[Start of Attachment]
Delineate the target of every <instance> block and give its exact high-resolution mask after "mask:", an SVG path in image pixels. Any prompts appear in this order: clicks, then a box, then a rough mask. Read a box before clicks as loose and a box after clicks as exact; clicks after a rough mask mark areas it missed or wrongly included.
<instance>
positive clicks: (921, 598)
[End of Attachment]
[Start of Attachment]
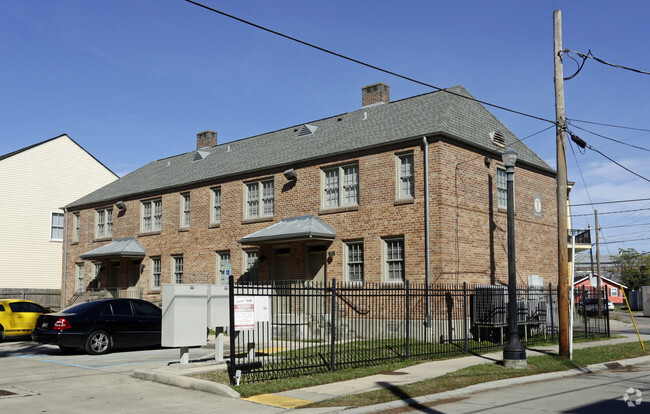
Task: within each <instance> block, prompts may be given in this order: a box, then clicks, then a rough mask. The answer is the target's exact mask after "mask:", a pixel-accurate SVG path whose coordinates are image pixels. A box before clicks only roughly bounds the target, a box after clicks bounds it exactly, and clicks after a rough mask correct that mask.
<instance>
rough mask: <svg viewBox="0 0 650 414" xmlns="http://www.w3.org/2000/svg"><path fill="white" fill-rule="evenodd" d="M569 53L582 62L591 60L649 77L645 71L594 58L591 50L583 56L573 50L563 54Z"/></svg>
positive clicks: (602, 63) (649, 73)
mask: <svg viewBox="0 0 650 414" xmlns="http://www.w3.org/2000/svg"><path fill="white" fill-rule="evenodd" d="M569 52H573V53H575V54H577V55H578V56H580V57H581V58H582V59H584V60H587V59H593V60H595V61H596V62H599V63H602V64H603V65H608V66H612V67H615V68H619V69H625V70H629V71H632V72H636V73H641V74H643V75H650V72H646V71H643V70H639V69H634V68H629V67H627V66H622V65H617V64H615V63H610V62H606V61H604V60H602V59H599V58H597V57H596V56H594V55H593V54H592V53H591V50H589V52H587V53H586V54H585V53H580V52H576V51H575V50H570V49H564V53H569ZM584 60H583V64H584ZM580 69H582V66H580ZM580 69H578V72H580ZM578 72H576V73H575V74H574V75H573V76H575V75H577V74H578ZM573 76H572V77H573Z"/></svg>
[End of Attachment]
• [Work to complete]
Output the data from the line with "Delineate the target" to the line with "positive clicks: (921, 598)" as a numbered list, including both of those lines and omitting blank lines.

• [Task solution]
1. Delineate the target of every <instance> block and give its exact high-resolution mask after "mask:", an SVG path in image pixels. Any prompts appear in this order: clicks, then a box, then a rough mask. Read a box before clicks as loose and a box after clicks as exact; clicks after a rough mask mark areas it missed or wrongly included.
2. <instance>
3. positive clicks: (921, 598)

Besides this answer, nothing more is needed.